__OBJECTIVE A__:
Answer these questions using the Sunrise Camera guide.
(i) Which three layers make up the Sunrise Camera source code?
(ii) What does the kernel version include?
(iii) What other name is the microkernel architecture known by?

────────────────────────────────────────

Sunrise Camera Development Guide

Sunrise Camera System Design

System Block Diagram

Sunrise Camera implements multiple application solutions, such as intelligent cameras and intelligent analytics boxes.

The Sunrise Camera source code includes the WebPages layer (user interaction layer), communication module layer, and functional module layer. This document primarily introduces the design of these three modules.

The HAL layer modules include multimedia-related module calling interface libraries, BPU module inference libraries, etc.

The kernel version includes standard driver libraries as well as the system BSP.

The software block diagram is shown below:

Microkernel Design

The microkernel architecture, also known as the "plug-in architecture," refers to a software design where the kernel is relatively small, and most core functionalities and business logic are implemented through plug-ins.

────────────────────────────────────────

__OBJECTIVE B__:
In the records, substitute "marker" for "keypoint" in everything from the line containing "Annotation guideline. For every instance of the crowd" down to the end of the records. Write out only those lines, with nothing else changed.

────────────────────────────────────────

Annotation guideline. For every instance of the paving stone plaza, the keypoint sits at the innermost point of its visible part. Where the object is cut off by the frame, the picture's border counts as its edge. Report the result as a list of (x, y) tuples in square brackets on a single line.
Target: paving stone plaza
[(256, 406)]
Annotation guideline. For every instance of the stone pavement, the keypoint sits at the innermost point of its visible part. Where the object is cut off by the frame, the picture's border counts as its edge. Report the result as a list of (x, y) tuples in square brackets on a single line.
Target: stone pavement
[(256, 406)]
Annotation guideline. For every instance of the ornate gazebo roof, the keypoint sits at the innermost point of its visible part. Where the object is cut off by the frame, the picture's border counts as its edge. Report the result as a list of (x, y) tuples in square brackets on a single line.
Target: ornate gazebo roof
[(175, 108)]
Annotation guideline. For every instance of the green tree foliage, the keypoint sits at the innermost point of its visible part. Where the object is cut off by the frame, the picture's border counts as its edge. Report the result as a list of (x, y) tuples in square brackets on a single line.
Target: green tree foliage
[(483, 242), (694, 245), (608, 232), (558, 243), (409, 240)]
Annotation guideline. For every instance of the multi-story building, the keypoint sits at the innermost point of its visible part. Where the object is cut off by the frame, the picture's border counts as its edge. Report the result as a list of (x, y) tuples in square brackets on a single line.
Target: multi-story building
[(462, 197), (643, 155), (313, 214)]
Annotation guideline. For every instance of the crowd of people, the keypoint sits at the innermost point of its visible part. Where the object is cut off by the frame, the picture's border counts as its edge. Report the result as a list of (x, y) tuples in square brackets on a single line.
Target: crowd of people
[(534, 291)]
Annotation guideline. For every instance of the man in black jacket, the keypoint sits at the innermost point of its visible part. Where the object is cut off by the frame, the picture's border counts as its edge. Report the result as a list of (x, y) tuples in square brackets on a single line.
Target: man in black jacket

────────────────────────────────────────

__WORKED ANSWER A__:
(i) The WebPages layer (user interaction layer), the communication module layer, and the functional module layer.
(ii) Standard driver libraries and the system BSP.
(iii) The "plug-in architecture."

__WORKED ANSWER B__:
Annotation guideline. For every instance of the crowd of people, the marker sits at the innermost point of its visible part. Where the object is cut off by the frame, the picture's border counts as its edge. Report the result as a list of (x, y) tuples in square brackets on a single line.
Target: crowd of people
[(534, 291)]
Annotation guideline. For every instance of the man in black jacket, the marker sits at the innermost point of its visible part. Where the object is cut off by the frame, the picture's border counts as its edge. Report the result as a list of (x, y) tuples in square brackets on a single line.
Target: man in black jacket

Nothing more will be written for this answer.